Given task 1: Please gather every line of the records that contains the string "matching". Case counts.

Text shown:
And someday Jesus will return and you will be raised from the dead and will be made perfect by Christ. That’s glorification, and that too is effortless on your part. Being justified and being glorified are both effortless. But in between is what the Bible calls the process of sanctification, and that is not effortless. Paul says it’s like fighting in a war, it’s like a wrestling match, it’s like running a race in the Olympics – it requires the most extreme kind of effort. And so Paul says, “I haven’t attained the goal yet, so I’m running like there’s no tomorrow.” He was never content with his level of spiritual progress - he always had his eyes on the prize.
The Immaturity of the Mature
The Concept of Spiritual Maturity
So all of that takes you through verse 14. Then in verse 15 Paul says this:
15 All of us who are mature…
So he wants to take a moment to address mature believers. When you are first converted, you start out as a baby Christian, and then you grow and make progress. And over time, you become mature. You get to where you have a deep understanding of Scripture. You have made a lot of progress in fighting against sin in your life. If someone insults you, you respond in a godly way. You have a lot of wisdom. You are equipped to help others along spiritually.
Once in a while you hear about a person with a development problem that keeps him from maturing at the normal rate, so he might be in his 30s and has the intellect and maturity level of an eight-year-old. Whenever we see that, it’s so heartbreaking. But it’s even more heartbreaking when it happens in the spiritual realm - Christians who don’t grow and mature spiritually. They just stay the same year after year.

Provided information:
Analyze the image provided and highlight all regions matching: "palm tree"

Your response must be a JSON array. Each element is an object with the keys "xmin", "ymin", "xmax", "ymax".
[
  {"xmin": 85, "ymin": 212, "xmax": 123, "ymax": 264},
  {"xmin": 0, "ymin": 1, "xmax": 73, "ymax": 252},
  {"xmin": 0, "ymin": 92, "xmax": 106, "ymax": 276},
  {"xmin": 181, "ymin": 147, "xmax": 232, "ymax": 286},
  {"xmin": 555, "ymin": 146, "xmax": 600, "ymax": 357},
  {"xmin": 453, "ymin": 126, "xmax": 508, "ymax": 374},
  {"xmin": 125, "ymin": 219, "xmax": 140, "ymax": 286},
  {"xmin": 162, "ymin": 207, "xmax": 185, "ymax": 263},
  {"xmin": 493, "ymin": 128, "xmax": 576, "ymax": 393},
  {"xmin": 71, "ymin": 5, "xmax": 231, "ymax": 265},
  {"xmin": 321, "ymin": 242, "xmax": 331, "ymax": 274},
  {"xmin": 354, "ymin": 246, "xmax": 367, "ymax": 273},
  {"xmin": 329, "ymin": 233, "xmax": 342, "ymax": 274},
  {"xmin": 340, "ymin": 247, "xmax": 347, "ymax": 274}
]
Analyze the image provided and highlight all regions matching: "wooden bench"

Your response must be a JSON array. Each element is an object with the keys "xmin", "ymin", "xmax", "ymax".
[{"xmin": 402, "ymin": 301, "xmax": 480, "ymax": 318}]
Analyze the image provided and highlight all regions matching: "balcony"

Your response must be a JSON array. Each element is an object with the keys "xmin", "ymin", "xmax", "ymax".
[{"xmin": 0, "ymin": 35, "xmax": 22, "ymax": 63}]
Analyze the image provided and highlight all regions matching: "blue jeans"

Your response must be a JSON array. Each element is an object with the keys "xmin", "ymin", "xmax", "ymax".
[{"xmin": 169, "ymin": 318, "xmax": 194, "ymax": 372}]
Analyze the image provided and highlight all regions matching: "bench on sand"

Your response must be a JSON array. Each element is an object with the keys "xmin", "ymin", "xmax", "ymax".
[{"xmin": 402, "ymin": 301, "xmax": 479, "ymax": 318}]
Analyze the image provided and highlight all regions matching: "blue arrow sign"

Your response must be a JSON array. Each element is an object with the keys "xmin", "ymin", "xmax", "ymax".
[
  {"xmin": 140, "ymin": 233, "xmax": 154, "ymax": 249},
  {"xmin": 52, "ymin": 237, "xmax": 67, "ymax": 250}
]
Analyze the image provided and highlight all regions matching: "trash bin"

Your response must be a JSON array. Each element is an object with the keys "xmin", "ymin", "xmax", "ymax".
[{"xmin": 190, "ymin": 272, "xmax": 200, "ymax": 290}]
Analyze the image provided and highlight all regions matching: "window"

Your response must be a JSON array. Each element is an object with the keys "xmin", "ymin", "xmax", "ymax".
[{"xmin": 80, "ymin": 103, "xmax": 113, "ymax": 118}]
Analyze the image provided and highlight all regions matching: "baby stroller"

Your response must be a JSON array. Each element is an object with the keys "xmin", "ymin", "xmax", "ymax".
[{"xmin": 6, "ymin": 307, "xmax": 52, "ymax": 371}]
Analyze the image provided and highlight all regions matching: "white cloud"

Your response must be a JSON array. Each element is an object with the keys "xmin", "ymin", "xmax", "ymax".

Given task 2: In the text about spiritual maturity, which two things are described as effortless?

Exercise result 1:
Analyze the image provided and highlight all regions matching: "palm tree"
Analyze the image provided and highlight all regions matching: "wooden bench"
Analyze the image provided and highlight all regions matching: "balcony"
Analyze the image provided and highlight all regions matching: "blue jeans"
Analyze the image provided and highlight all regions matching: "bench on sand"
Analyze the image provided and highlight all regions matching: "blue arrow sign"
Analyze the image provided and highlight all regions matching: "trash bin"
Analyze the image provided and highlight all regions matching: "window"
Analyze the image provided and highlight all regions matching: "baby stroller"
Analyze the image provided and highlight all regions matching: "white cloud"

Exercise result 2: Being justified and being glorified.